# [Page text]

# Bumper Boy still in business?



## Bill Burks (Jan 25, 2003)

I've got a problem with a transmitter and have been trying to talk to someone for about 2 wks. They don't answer the phone and don't return calls. Has anyone been able to speak to them recently?


----------



## R.Larsen (Jul 9, 2013)

No I got the same problem here,i bought 2 used pro 8 shooters but it seems there is no sound chip in them.I have had no contact with Bumperboy sine june 26....it was an email.


----------



## Brad B (Apr 29, 2004)

Several threads going on this, I'm in the same boat as you two. Several, several calls, no live person contact and not a single returned phone call or e-mail.. In my book that equals out of business. At least they could take down their website so folks would know.


----------



## labsforme (Oct 31, 2003)

I tried calling Hawx and the same peoples voice was on the voice mails, Gary and Reed of BB, and never got live bodies. Hawx website said they are no longer shipping until they get financial backing.Hmmmmm!


----------



## Webbs515 (Feb 6, 2010)

Surely they can get some other company to take over. There's obviously a demand for their products, replacement parts, and repair work.


----------



## Brad B (Apr 29, 2004)

Strange how a company can go under with folks waiting in line for your product.


----------



## Zman1001 (Oct 15, 2009)

Brad B said:


> Strange how a company can go under with folks waiting in line for your product.


Sounds like they need to go on that NBC show Shark Tank.


----------



## Jeff Huntington (Feb 11, 2007)

Any body wanna buy some BB's?


----------



## ehuey (Jan 7, 2009)

Maybe I'm late on this, but their website state they are out of business and the product line and patents are for sale


----------



## R.Larsen (Jul 9, 2013)

Jeff Huntington said:


> Any body wanna buy some BB's?


If you have a used one i might be interested??


----------



## Brad B (Apr 29, 2004)

ehuey said:


> Maybe I'm late on this, but their website state they are out of business and the product line and patents are for sale


They could have told me that 2 months ago when I tried to order some parts. Surely they had a few anteneas laying around.


----------



## L Magee (May 12, 2005)

It is sad to see a company that has made a good product for many years and still has many loyal customers, not be able to make a success of the business! Many dogs have benefited from being trained with the use of their products and the absence of these products will be missed by pro and amateur trainers.


----------



## Chris Atkinson (Jan 3, 2003)

L Magee said:


> It is sad to see a company that has made a good product for many years and still has many loyal customers, not be able to make a success of the business! Many dogs have benefited from being trained with the use of their products and the absence of these products will be missed by pro and amateur trainers.


Speaking of good products Mr. Magee, I just trained today with a friend who has a few of your stickmen. They are wonderful! 

Chris


----------



## Mary Lynn Metras (Jul 6, 2010)

# [Available data]

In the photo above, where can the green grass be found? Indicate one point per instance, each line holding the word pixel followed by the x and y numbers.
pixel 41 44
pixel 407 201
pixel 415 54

# [Exercise requirements]
Reproduce the portion of the Bumper Boy thread above between "No I got the" and "was an email.", inclusive.

# [Result of this exercise]
No I got the same problem here,i bought 2 used pro 8 shooters but it seems there is no sound chip in them.I have had no contact with Bumperboy sine june 26....it was an email.